## Reading text
---*---

Network requirements#

Workbench requires the following network ports to be externally accessible:

External ports

Port

Protocol

Description

80

TCP

Workbench UI (plaintext)

443

TCP

Workbench UI (encrypted)

32009

TCP

Operations Center Admin UI

These ports need to be externally accessible during installation only, and can be closed after completing the install process:

Install ports

Port

Protocol

Description

4242

TCP

Bandwidth checker utility

61009

TCP

Install wizard UI access required during cluster installation

61008, 61010, 61022-61024

TCP

Installer agent ports

The following ports are used for cluster operation, and must be open internally, between cluster nodes:

Cluster communication ports

Port

Protocol

Description

53

TCP and UDP

Internal cluster DNS

2379, 2380, 4001, 7001

TCP

Etcd server communication

3008-3012

TCP

Internal Workbench service

3022-3025

TCP

Teleport internal SSH control panel

3080

TCP

Teleport Web UI

5000

TCP

Docker registry

6443

TCP

Kubernetes API Server

6990

TCP

Internal Workbench service

7496, 7373

TCP

Peer-to-peer health check

7575

TCP

Cluster status gRPC API

8081, 8086-8091, 8095

TCP

Internal Workbench service

8472

UDP

Overlay network

9080, 9090, 9091

TCP

Internal Workbench service

10248-10250, 10255

TCP

Kubernetes components

30000-32767

TCP

Kubernetes internal services range

Make sure that the firewall is permanently set to keep the required ports open, and will save these settings across reboots. Then restart the firewall to load your changed settings.

---*---

## Entries
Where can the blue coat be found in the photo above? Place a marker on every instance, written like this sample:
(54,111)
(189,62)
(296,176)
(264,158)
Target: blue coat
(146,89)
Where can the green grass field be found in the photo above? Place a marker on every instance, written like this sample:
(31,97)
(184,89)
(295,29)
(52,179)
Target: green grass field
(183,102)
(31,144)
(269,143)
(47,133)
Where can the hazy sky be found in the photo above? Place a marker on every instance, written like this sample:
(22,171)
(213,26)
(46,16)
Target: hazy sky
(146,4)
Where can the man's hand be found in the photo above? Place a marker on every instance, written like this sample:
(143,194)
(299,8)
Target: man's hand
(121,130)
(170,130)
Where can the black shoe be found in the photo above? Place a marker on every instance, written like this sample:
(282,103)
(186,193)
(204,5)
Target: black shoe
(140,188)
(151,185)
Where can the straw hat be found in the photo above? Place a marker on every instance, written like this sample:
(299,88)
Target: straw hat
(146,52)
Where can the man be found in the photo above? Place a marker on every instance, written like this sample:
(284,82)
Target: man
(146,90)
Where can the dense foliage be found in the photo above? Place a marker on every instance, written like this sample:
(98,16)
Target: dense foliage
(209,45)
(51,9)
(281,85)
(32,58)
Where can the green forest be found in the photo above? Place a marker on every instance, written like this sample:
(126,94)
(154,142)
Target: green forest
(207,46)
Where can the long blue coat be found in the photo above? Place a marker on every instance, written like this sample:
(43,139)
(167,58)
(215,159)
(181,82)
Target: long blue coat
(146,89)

---*---

## What is needed
Could you retype, word for word, the stretch of the network requirements text that opens with the words containing "Kubernetes components" and closes with "your changed settings."?

## Reply
Kubernetes components

30000-32767

TCP

Kubernetes internal services range

Make sure that the firewall is permanently set to keep the required ports open, and will save these settings across reboots. Then restart the firewall to load your changed settings.